Pointing records
####################

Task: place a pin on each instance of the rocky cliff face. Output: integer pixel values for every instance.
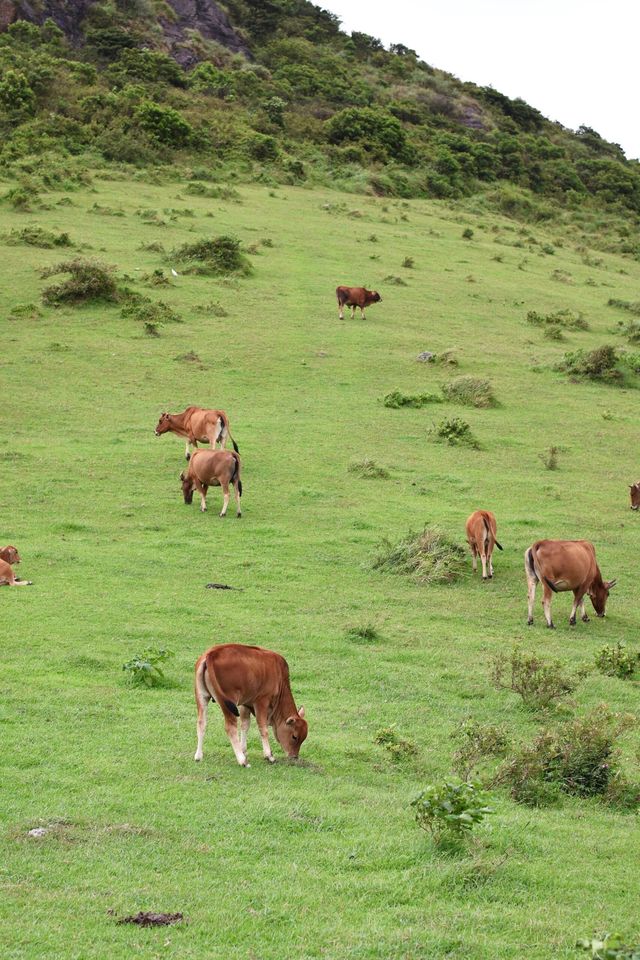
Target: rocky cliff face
(203, 16)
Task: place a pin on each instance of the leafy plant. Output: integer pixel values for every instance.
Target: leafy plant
(617, 661)
(450, 810)
(398, 747)
(430, 556)
(397, 399)
(469, 391)
(477, 742)
(539, 682)
(143, 669)
(455, 432)
(89, 281)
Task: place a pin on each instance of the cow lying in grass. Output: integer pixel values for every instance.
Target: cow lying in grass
(355, 297)
(9, 555)
(566, 565)
(198, 426)
(481, 537)
(246, 680)
(212, 468)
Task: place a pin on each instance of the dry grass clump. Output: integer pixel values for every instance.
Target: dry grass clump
(429, 557)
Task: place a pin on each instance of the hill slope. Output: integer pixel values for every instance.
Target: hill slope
(321, 859)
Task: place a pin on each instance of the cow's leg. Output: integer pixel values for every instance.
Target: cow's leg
(225, 503)
(531, 584)
(245, 720)
(546, 605)
(202, 702)
(261, 709)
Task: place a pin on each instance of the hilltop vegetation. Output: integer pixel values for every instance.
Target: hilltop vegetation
(293, 99)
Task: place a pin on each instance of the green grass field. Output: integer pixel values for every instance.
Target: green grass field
(320, 859)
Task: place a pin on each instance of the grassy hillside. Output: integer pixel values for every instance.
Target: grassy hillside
(321, 859)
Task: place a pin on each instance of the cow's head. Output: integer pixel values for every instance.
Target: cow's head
(10, 554)
(164, 424)
(599, 594)
(187, 487)
(292, 733)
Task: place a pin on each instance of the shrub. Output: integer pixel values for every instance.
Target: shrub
(559, 318)
(550, 458)
(599, 364)
(367, 633)
(368, 469)
(396, 399)
(450, 810)
(538, 682)
(612, 947)
(617, 661)
(218, 255)
(143, 669)
(578, 758)
(455, 432)
(35, 236)
(398, 748)
(430, 556)
(477, 742)
(89, 280)
(470, 392)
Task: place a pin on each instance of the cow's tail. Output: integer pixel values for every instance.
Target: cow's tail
(236, 471)
(213, 687)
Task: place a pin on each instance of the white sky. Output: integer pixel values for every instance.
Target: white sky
(574, 60)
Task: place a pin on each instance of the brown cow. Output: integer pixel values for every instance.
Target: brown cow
(246, 680)
(566, 565)
(212, 468)
(355, 297)
(481, 537)
(9, 555)
(197, 425)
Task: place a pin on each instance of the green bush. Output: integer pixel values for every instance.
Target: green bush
(540, 683)
(617, 661)
(470, 392)
(89, 280)
(217, 255)
(143, 669)
(429, 557)
(578, 758)
(455, 432)
(397, 399)
(450, 811)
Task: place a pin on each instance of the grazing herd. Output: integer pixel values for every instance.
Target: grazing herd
(247, 680)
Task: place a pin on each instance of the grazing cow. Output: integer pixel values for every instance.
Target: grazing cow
(212, 468)
(246, 680)
(9, 555)
(355, 297)
(197, 425)
(481, 537)
(566, 565)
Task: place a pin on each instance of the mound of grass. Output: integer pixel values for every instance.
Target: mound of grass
(89, 281)
(35, 236)
(470, 392)
(218, 255)
(368, 469)
(559, 318)
(455, 432)
(429, 557)
(397, 399)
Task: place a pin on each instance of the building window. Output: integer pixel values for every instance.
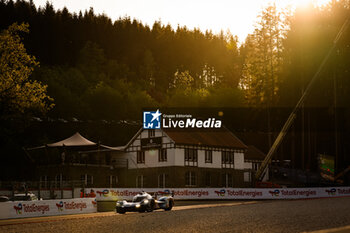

####################

- Task brief: How many lines in the entries above contain the word "lying"? Reply with the number alone.

- Written answer: 2